WHAT YOU SHOULD DO >> Copy out, exactly, the first line of the entries below and every line after it through the one containing "the wooden plank".

PROVIDED RECORDS >>

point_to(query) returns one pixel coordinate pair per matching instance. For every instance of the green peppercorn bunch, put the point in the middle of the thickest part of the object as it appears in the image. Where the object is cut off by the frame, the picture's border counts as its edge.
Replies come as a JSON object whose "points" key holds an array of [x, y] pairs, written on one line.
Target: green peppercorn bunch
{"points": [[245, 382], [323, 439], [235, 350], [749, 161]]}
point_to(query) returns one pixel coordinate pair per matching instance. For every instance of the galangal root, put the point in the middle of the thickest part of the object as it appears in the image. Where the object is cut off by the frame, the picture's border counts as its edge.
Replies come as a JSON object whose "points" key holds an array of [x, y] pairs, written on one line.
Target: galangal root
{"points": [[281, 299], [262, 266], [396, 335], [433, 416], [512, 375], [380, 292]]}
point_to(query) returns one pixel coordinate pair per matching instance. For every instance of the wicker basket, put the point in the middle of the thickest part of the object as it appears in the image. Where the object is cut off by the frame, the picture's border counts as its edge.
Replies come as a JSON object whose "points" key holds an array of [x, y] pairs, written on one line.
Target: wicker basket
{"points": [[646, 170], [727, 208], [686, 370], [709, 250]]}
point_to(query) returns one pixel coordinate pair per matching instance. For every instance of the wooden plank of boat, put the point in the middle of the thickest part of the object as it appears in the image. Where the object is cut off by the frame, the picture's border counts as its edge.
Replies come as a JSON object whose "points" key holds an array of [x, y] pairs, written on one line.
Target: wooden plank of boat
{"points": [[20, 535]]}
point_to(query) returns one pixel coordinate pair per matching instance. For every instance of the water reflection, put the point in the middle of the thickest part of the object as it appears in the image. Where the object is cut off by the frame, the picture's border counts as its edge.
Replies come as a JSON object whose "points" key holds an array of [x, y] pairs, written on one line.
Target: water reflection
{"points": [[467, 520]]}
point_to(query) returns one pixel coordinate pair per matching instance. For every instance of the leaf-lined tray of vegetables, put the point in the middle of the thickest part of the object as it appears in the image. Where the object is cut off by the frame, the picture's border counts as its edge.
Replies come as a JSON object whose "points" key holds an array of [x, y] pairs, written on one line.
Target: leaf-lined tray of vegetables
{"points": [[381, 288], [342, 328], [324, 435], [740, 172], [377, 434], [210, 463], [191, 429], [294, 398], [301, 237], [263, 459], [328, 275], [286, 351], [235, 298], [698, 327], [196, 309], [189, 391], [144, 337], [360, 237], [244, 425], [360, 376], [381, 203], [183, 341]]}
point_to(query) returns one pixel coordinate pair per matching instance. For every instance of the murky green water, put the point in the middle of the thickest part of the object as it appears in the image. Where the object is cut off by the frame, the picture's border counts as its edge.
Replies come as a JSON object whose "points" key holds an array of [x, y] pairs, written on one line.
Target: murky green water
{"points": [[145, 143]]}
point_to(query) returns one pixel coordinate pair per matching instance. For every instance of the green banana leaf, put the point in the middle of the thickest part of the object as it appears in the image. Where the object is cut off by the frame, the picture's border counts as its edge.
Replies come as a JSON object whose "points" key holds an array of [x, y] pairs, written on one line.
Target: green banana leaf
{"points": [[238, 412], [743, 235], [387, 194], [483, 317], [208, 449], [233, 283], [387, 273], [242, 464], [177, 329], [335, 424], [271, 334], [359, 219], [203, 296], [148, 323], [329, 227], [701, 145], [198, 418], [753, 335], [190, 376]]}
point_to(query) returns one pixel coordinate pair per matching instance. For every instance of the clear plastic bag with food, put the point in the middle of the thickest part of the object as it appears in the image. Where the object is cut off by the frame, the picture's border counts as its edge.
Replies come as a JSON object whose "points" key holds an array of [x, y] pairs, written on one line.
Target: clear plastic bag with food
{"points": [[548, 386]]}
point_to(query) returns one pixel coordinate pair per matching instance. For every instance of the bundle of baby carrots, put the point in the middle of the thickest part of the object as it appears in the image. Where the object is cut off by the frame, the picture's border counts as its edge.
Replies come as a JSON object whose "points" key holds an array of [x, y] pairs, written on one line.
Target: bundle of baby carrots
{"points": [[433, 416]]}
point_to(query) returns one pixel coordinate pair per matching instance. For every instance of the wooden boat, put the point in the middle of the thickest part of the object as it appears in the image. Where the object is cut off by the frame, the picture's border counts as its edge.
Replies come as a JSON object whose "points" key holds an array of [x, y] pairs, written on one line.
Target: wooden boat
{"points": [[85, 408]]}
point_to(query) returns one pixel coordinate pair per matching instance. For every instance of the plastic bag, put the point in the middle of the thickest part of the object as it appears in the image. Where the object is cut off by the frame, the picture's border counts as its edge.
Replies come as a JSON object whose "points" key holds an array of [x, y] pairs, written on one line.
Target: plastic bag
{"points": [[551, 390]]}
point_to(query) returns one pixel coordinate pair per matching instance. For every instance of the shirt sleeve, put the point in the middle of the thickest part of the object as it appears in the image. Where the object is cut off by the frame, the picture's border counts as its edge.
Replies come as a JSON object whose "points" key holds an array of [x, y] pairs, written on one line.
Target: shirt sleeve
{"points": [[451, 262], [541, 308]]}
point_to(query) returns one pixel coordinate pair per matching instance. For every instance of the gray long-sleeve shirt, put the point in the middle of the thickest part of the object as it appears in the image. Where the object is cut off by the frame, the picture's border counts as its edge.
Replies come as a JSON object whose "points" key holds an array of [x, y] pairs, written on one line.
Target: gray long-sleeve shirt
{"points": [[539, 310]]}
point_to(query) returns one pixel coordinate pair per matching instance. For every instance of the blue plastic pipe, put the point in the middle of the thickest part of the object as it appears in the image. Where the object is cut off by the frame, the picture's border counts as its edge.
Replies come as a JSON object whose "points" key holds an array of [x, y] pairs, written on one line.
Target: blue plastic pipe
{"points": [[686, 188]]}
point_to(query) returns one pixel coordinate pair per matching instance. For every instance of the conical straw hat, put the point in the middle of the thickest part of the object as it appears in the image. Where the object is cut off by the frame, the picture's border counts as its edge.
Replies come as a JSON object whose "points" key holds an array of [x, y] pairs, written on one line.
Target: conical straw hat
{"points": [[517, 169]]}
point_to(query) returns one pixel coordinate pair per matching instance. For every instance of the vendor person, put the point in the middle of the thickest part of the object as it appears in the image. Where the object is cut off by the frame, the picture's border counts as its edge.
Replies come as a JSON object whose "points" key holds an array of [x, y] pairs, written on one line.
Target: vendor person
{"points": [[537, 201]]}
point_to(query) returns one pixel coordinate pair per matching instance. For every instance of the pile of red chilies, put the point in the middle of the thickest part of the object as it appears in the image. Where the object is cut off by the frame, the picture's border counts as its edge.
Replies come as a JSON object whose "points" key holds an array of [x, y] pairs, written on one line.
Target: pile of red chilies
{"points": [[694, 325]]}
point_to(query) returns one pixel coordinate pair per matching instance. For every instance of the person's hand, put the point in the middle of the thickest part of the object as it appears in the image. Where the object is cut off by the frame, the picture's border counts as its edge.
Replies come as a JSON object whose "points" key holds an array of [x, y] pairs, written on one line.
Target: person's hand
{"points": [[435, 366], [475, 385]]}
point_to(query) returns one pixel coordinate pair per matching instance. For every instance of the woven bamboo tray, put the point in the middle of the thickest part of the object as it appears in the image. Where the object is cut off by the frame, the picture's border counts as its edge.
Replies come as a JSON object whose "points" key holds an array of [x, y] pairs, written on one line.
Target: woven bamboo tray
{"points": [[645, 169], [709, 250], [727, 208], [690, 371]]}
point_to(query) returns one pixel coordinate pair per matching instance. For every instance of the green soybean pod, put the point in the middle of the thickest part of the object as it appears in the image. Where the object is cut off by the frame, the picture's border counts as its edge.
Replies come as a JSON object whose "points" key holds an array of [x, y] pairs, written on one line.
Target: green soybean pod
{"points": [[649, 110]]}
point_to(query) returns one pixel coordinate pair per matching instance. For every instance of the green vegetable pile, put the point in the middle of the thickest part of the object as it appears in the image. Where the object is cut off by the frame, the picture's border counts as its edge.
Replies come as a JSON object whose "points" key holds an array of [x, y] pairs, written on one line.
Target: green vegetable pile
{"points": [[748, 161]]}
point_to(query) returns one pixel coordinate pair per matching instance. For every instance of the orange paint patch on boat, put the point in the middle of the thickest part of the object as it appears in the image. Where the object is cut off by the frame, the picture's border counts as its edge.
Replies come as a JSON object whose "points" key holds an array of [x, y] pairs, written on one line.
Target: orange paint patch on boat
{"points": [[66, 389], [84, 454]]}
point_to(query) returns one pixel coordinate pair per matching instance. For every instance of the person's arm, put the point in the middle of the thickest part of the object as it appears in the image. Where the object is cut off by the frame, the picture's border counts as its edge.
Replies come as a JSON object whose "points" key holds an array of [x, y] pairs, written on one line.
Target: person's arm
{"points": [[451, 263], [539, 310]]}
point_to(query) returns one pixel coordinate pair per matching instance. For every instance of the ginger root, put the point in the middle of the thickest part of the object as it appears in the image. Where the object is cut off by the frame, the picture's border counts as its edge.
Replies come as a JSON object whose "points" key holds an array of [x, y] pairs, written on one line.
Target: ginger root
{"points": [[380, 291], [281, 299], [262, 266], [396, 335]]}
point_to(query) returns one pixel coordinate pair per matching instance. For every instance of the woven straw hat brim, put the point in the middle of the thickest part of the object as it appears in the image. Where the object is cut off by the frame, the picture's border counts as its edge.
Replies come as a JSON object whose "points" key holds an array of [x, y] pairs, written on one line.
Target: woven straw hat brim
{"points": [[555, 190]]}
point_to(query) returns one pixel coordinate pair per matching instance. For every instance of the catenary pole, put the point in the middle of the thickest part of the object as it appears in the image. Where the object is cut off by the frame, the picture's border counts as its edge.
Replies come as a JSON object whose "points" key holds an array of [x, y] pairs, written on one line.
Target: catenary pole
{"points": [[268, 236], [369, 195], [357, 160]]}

EXERCISE ANSWER >>
point_to(query) returns one pixel coordinate pair per matching instance. For every instance of the green peppercorn bunch, put the point in the middle of the thickest part of the object as it appears in the image. Where the object is cut off by the frame, the picture's border counts as its edge.
Replies come as a JSON object whose "points" key holds an array of [x, y] pairs, written on one line.
Target: green peppercorn bunch
{"points": [[245, 382], [323, 439], [235, 350], [749, 161]]}
point_to(query) returns one pixel coordinate pair per matching instance. For every instance of the galangal root, put the point in the middle of the thickest part of the object as it appears in the image. Where the object is cut off by the frame, the picture's border counts as its edge.
Replies come as a JSON object whose "points" key holds an array of [x, y] pairs, written on one line.
Target: galangal root
{"points": [[281, 299], [262, 266], [396, 335], [433, 416], [512, 375], [380, 292]]}
point_to(query) returns one pixel coordinate pair per matching instance. For every instance of the wicker basket, put the point in the middle of the thickest part of the object as it appears in the image. Where the object is cut off by the frame, the picture's border counts as its edge.
Replies come as a JSON object whose "points" key holds an array of [x, y] pairs, written on one line.
Target: wicker basket
{"points": [[646, 170], [727, 208], [686, 370], [709, 250]]}
point_to(query) returns one pixel coordinate pair per matching instance. For every instance of the wooden plank of boat, put the point in the middle of the thickest part of the object as it appears in the image. Where the object is cut off by the frame, the picture's border counts as its edge.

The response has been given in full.